## BEGIN INPUT ROWS

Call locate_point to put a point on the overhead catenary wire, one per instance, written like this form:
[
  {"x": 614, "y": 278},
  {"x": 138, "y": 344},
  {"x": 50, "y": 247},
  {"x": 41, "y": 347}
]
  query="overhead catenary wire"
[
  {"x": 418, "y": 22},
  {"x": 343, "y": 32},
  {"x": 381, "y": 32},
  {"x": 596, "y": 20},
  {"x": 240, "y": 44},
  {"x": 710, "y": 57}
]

## END INPUT ROWS

_TASK TO CARRY OUT_
Return the entries above word for word, with no line added, dropped, or changed.

_SOLUTION TO THIS TASK_
Call locate_point to put a point on the overhead catenary wire, one per instance, written like this form:
[
  {"x": 614, "y": 278},
  {"x": 138, "y": 344},
  {"x": 50, "y": 247},
  {"x": 41, "y": 347}
]
  query="overhead catenary wire"
[
  {"x": 418, "y": 22},
  {"x": 343, "y": 32},
  {"x": 381, "y": 32},
  {"x": 596, "y": 20},
  {"x": 240, "y": 44},
  {"x": 710, "y": 57}
]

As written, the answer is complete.